AMD not invited to the party

The Xeon 5600 Refresh

On the two-socket server front, Oracle has not just eliminated the Opteron processors from the Sun Fire lineup, but has also simplified the Sun product line a bit. The new Sun Fire X4270 M2 server is a tweaked version of the prior X4270 and X4275 machines; it's offered in two flavors: one with a dozen 3.5-inch SATA disks and another with 24 2.5-inch disks crammed into a 2U chassis.

Oracle X4270 M2 Server

Oracle's Sun Fire X4270 server, in two disk flavors

The X4270 M2 is based on Intel's current six-core Xeon 5600s and has the same memory capacity as its predecessors, at 18 memory slots and 144GB maximum using 8GB DDR3 memory. What's new with this X4270 M2 is that the I/O expansion in the box comes by way of six PCI Express 2.0 low-profile x8 slots, but two of these slots can be yanked out of the box and replaced with a dual 2.5-inch SATA disk cage so the operating system can be installed on mirrored disks in the back of the unit. That leaves the front-mounted disks available for data and applications, isolated from the OS. Customers can use SAS or SATA disks or SSDs in the front-mounted disk bays.

The X4270 M2 has four Gigabit Ethernet ports. It supports Oracle Solaris 10 Update 8, Oracle Enterprise Linux 5.4, and Oracle VM 2.2.1; Windows Server 2008 and Windows Server 2008 R2 can run on the box, as can SLES 10 SP3 and SLES 11, RHEL 5.4, and ESX Server and ESXi 4.0 Update 1.

The Sun Fire X4170 M2 is a refresh of Sun's original X4170 server. The 1U rack-based machine uses the same motherboard as is used in the X4270 M2 above, but only three PCI Express 2.0 slots are available and only a maximum of eight 2.5-inch disks can go into the box because of its smaller form factor. If you slap in a DVD drive, you lose two disks, just as in the prior Sun design.

Oracle X4170 M2 Server

Oracle's Sun Fire X4170 M2

The X4170 M2 uses 95 watt power supplies instead of the 130-watt supplies used in the X4270 M2. You have the standard Sun four Gigabit Ethernet ports on this box.

■ ■ ■ ■

• [EXERCISE] Repeat the stretch of the Sun Fire server article from "Oracle's Sun Fire X4170" through "on this box." word for word. The records that follow were taken from a separate source.

• [Stored entries]
■ ■ ■ ■

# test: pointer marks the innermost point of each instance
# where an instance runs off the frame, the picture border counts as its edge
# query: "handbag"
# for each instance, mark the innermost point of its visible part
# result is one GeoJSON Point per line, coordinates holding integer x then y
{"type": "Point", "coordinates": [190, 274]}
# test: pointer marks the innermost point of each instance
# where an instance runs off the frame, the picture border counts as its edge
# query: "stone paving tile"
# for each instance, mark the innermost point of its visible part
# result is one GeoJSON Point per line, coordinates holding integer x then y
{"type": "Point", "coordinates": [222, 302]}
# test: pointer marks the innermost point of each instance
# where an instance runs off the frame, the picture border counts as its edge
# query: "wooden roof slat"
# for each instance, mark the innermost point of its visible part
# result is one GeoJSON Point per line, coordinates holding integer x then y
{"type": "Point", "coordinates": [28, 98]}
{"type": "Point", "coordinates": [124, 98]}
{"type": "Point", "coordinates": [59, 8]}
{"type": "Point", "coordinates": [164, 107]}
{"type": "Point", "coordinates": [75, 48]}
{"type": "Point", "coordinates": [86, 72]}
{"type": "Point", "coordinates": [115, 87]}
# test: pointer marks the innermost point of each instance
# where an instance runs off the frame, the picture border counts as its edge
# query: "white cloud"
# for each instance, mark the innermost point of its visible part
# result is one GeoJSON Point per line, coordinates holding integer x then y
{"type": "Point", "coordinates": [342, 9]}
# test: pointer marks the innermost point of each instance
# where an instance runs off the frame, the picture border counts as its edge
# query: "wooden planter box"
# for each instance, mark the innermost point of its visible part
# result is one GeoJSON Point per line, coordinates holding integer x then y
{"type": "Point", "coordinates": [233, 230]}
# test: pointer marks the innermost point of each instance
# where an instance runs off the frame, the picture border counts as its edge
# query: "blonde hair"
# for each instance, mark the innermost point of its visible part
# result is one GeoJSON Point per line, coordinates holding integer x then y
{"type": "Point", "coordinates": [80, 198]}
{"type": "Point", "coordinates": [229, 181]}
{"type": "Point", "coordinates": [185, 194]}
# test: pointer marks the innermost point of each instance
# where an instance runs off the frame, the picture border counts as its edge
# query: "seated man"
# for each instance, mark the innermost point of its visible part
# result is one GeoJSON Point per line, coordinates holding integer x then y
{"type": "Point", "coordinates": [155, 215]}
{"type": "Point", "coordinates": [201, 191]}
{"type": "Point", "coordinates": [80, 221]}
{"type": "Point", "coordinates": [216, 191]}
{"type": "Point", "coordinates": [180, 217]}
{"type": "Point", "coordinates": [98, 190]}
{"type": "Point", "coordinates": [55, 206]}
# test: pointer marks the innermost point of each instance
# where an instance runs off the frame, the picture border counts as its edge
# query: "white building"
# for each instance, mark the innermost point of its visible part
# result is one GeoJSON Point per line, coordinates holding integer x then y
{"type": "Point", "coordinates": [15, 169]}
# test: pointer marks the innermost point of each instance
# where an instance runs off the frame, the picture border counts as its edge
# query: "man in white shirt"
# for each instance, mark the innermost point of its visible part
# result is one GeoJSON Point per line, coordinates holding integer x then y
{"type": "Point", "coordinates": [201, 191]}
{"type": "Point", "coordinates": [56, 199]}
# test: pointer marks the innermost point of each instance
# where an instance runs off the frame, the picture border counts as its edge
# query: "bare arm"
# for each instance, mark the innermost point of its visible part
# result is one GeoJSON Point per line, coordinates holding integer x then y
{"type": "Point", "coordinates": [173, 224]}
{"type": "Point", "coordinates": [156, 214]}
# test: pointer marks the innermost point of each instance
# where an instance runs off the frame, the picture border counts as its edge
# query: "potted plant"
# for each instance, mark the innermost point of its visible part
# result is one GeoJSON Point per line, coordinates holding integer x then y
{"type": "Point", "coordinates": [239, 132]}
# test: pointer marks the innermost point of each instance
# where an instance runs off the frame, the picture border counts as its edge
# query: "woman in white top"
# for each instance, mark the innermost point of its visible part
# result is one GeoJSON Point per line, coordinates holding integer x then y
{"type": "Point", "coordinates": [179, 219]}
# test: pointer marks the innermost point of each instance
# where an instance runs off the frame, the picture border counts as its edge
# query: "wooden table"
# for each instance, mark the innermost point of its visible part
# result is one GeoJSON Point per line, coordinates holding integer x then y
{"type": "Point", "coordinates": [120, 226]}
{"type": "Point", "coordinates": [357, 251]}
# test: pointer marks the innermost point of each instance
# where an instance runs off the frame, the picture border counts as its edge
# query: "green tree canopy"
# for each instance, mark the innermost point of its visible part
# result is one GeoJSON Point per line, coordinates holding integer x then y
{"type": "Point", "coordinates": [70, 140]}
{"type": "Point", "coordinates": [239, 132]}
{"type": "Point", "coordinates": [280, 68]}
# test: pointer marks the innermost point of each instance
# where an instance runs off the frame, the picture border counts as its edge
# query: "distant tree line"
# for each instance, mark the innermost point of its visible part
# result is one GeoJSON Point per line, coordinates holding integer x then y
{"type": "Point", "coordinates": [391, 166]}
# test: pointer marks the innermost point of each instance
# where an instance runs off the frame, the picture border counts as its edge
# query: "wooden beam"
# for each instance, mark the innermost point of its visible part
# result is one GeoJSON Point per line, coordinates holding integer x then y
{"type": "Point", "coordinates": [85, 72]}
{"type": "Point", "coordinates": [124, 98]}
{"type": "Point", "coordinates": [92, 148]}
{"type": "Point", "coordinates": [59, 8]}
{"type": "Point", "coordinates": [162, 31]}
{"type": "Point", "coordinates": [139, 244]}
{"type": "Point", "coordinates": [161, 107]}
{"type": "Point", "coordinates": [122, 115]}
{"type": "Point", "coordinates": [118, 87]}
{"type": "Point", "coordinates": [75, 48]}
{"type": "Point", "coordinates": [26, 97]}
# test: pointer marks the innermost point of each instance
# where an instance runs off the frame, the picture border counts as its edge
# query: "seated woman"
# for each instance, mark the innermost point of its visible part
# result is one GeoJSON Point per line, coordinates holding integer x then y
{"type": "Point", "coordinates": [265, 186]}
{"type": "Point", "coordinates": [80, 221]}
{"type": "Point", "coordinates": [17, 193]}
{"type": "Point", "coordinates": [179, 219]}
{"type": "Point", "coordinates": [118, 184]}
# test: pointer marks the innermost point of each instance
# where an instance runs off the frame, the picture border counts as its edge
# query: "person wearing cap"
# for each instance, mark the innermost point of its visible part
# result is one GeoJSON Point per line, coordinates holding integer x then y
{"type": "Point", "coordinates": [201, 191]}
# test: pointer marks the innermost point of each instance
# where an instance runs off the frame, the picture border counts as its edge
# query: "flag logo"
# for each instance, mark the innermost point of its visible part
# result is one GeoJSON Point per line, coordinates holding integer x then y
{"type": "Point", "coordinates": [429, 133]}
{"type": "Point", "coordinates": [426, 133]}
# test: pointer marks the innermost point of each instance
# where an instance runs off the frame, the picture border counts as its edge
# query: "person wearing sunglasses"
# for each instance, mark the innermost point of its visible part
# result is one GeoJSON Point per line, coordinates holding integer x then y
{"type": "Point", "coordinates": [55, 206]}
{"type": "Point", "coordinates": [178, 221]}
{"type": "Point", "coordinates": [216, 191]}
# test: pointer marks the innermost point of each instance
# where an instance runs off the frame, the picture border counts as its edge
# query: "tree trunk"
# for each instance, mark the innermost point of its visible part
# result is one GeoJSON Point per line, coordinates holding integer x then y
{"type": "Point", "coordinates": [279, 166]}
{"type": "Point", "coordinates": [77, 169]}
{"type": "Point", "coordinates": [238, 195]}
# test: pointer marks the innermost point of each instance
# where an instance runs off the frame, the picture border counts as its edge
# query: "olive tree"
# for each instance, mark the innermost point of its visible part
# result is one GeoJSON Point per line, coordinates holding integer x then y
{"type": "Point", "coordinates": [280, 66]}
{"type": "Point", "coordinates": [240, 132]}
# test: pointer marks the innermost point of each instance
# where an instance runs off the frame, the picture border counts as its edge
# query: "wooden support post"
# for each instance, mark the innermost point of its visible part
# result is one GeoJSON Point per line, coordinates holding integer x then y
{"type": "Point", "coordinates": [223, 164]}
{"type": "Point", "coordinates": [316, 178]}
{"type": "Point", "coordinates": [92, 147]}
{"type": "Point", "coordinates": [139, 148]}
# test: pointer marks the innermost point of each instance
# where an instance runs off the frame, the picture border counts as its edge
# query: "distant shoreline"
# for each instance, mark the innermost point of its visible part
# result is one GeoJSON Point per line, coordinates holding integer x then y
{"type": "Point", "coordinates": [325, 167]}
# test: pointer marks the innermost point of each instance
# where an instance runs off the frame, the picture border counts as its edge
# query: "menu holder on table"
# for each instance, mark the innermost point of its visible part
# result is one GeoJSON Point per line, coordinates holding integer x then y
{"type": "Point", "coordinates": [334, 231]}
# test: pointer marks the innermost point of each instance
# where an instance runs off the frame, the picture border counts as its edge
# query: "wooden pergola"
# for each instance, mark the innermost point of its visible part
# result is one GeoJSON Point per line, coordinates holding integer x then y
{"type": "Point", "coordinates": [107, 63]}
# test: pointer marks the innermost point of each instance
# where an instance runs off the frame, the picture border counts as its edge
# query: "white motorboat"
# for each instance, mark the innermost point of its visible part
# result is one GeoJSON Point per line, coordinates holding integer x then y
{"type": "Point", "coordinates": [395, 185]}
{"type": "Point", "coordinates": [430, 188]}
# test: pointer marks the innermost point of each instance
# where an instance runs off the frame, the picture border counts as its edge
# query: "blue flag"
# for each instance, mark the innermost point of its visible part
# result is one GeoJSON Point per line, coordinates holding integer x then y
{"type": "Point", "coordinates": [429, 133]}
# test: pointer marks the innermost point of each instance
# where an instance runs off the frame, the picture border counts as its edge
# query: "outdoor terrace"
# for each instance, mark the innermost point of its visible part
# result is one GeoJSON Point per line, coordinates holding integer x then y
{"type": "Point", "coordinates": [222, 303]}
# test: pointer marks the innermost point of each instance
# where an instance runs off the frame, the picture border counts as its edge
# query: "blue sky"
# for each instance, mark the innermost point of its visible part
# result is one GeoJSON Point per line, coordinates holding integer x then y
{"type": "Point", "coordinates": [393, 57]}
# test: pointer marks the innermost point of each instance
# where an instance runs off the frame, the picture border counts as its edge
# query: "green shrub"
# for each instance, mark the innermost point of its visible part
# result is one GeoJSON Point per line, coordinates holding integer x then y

■ ■ ■ ■

• [THE REPLY]
Oracle's Sun Fire X4170 M2

The X4170 M2 uses 95 watt power supplies instead of the 130-watt supplies used in the X4270 M2. You have the standard Sun four Gigabit Ethernet ports on this box.